--- begin Text excerpt ---

Even Caltrain has joined the feed and prefaces its updates with an "O," to denote "official," although officials from the agency rarely post for fear of ruining the feed's informality, said spokeswoman Christine Dunn.

The page is maintained by riders, who must receive a code from Pina that enables them to post, which filters out spam and potential issues with the feed. Pina has only had to e-mail three users about problems over their tweets.

Dunn said Caltrain has explored starting its own Twitter feed but has no plans to do so. BART officials maintain a feed at twitter.com/SFBart. to post delay updates, provide news and answer rider questions.

Caltrain has no automatic notification service, so officials must decide whether to update riders on a case-by-case basis. As a result, officials typically provide updates only after major disruptions, such as on-track fatalities, Dunn said.

But riders frequently post shorter delays that often affect whether passengers get to work or home on time, plus other updates such as "A/C out," "keys found" and even "dead body on tracks." The updates typically include time, train number and closest station.

--- end Text excerpt ---
--- begin Dataset content ---

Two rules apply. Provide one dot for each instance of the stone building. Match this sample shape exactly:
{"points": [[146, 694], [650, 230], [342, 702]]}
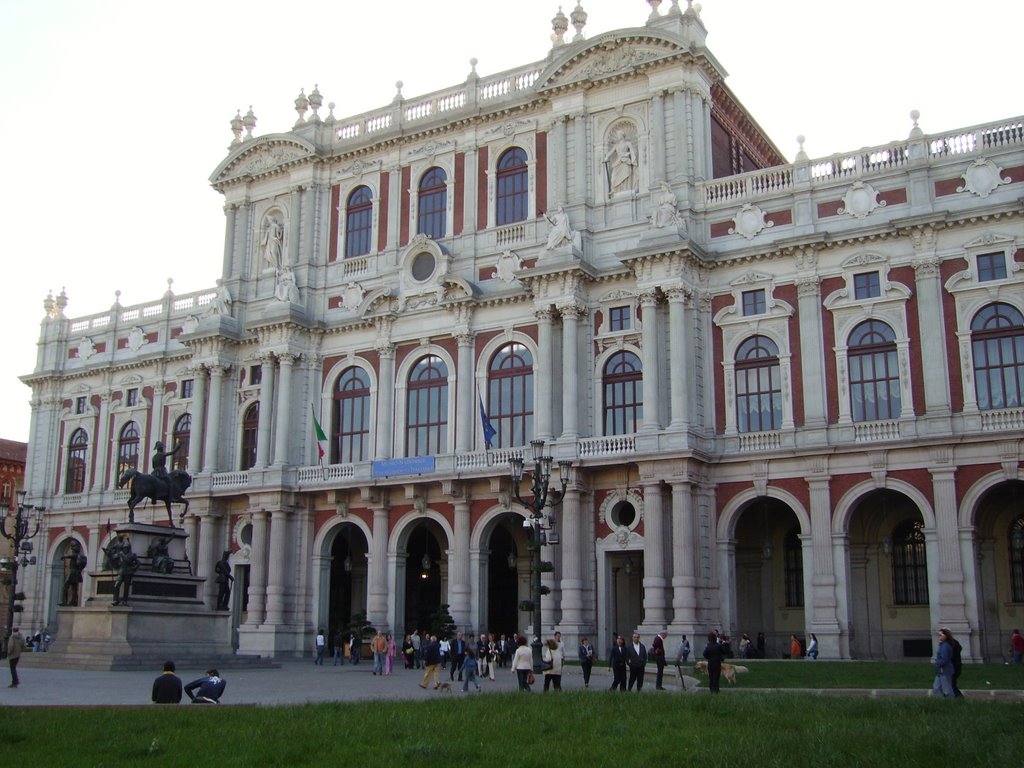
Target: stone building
{"points": [[791, 393]]}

--- end Dataset content ---

What to produce: Decide whether each statement agrees with the text on the Caltrain rider feed: (a) Caltrain officials post on the feed often, (b) riders need a code from Pina before they can post, and (c) Caltrain has an automatic notification service. Answer yes or no for each and quote the deciding words of the text.

Exercise answer:
(a) No: "officials from the agency rarely post for fear of ruining the feed's informality"
(b) Yes: "riders, who must receive a code from Pina that enables them to post"
(c) No: "Caltrain has no automatic notification service"